▶ INPUT MATERIAL:
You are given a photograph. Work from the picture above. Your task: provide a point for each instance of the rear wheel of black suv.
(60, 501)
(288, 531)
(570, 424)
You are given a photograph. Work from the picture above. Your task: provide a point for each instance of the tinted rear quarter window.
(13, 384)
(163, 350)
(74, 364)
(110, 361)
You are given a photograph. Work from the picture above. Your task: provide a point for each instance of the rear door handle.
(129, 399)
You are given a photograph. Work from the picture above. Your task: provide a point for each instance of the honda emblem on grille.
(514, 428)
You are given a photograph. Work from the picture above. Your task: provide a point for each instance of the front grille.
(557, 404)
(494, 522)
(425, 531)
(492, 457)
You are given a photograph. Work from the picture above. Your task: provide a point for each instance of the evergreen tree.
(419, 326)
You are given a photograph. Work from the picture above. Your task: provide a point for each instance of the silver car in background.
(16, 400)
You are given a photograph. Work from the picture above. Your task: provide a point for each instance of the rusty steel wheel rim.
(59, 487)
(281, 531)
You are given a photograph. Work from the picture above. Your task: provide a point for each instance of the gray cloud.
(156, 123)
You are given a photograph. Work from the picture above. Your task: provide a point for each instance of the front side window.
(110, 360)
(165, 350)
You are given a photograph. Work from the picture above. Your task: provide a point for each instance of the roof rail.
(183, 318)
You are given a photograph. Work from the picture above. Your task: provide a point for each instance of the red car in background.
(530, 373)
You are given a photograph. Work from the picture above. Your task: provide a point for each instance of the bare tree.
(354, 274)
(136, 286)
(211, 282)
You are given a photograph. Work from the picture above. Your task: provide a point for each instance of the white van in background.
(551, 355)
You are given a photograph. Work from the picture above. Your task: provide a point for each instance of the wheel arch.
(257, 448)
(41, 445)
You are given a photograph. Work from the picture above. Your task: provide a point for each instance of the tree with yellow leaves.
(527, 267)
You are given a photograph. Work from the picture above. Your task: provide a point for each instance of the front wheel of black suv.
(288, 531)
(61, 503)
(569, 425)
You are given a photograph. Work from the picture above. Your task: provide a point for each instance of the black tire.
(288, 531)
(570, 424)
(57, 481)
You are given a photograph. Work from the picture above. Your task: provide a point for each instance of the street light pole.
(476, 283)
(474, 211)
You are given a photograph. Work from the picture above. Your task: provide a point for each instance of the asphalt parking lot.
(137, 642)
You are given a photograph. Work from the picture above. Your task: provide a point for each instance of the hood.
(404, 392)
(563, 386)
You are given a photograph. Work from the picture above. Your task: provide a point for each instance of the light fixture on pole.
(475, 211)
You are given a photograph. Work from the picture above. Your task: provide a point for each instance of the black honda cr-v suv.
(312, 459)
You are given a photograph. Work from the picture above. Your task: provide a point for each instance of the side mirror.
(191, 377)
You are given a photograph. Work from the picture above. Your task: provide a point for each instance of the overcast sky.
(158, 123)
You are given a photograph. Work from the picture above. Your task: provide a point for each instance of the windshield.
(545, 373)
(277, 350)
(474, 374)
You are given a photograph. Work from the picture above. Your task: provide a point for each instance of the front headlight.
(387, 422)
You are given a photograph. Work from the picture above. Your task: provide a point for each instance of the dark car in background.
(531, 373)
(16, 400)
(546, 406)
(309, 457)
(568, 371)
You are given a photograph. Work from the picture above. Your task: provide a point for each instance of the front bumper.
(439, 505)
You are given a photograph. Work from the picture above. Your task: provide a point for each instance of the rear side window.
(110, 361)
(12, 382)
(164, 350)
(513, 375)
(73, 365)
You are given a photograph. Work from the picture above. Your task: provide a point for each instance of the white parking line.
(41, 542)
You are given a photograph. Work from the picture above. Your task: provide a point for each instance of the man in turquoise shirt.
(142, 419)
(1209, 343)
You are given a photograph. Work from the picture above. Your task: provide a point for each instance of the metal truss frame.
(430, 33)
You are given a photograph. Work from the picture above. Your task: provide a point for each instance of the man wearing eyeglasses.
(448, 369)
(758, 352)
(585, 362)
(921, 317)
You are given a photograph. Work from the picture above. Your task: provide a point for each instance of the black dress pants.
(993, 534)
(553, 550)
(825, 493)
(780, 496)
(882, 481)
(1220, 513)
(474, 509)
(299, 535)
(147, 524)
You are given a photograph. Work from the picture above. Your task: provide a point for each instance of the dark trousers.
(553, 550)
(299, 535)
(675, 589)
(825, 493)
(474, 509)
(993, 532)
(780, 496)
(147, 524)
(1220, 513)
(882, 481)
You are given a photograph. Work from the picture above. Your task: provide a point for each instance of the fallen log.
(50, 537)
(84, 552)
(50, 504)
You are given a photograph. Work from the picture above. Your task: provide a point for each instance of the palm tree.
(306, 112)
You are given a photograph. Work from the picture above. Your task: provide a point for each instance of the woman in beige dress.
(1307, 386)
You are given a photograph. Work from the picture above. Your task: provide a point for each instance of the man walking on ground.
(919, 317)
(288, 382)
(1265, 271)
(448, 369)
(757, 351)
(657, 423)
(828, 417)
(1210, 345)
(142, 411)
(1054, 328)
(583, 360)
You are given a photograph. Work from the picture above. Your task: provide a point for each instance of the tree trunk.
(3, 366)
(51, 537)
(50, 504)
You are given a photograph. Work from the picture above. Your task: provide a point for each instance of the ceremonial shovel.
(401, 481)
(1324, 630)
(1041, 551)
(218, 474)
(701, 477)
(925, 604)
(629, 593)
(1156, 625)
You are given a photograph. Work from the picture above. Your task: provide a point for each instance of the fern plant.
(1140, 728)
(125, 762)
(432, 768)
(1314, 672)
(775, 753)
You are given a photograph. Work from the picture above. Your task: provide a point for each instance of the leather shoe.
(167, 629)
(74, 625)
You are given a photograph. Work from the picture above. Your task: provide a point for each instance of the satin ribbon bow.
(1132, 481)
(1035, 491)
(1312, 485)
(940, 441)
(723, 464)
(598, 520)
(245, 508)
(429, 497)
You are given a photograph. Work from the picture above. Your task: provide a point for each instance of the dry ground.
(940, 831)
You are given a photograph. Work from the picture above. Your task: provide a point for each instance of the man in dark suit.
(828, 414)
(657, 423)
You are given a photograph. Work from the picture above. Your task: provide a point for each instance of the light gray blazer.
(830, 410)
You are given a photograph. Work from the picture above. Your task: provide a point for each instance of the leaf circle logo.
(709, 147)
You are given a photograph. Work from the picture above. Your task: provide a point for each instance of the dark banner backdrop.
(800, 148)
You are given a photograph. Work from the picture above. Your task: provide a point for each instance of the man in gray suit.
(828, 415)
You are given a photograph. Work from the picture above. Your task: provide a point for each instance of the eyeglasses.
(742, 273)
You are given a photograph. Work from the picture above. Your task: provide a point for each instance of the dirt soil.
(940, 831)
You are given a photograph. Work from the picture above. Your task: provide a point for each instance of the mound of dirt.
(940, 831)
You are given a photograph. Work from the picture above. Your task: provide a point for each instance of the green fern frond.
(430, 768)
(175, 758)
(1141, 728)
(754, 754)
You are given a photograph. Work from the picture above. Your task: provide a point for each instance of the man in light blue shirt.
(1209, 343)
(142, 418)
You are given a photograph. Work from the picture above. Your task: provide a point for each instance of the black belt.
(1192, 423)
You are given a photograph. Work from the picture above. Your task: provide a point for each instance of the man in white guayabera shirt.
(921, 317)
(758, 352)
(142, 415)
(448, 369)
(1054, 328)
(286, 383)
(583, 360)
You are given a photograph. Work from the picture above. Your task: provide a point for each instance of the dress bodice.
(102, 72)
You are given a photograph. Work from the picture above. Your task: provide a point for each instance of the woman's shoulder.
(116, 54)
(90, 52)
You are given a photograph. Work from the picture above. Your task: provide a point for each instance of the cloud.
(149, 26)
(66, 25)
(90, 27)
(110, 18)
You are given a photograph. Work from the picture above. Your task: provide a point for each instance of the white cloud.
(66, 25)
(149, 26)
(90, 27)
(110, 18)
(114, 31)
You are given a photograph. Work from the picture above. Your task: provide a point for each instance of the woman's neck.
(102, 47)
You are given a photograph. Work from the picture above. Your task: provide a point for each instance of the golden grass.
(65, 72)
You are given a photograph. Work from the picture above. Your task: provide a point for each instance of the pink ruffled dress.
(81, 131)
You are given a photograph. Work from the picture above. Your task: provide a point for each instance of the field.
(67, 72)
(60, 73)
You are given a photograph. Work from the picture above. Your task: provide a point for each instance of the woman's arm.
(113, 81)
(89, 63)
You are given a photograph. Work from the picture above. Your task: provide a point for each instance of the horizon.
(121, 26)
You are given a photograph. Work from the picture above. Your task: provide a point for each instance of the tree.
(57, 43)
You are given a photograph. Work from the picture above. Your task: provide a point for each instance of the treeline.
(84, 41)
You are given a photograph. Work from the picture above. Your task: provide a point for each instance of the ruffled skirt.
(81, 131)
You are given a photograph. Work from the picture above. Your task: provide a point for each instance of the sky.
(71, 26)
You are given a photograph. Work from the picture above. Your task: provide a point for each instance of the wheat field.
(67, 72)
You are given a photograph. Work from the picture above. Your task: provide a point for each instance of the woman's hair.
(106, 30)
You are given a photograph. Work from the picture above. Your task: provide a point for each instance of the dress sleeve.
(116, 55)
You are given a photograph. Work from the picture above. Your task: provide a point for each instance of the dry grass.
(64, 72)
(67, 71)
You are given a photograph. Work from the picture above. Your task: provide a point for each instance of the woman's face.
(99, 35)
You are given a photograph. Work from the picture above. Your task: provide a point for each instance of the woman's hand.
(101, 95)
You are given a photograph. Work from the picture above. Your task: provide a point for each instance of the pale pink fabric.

▶ WHAT YOU ARE ASKED TO DO:
Please provide an exact transcription of each line from the one holding "the woman's hair." through the final line of the data above.

▶ REPLY:
You are given a photograph. Work from the picture above. Your task: provide a point for each instance of the woman's hair.
(106, 30)
You are given a photograph. Work from the picture above. Your task: provide a point for each instance of the dress sleeve.
(116, 55)
You are given a photograph. Work from the picture above. Your task: provide a point for each instance of the dry grass.
(64, 72)
(67, 71)
You are given a photograph. Work from the picture above. Your task: provide a point for each instance of the woman's face.
(99, 35)
You are given a photograph. Work from the picture above. Your task: provide a point for each instance of the woman's hand.
(101, 95)
You are given a photograph. Work from the picture above. Your task: provide a point for each instance of the pale pink fabric.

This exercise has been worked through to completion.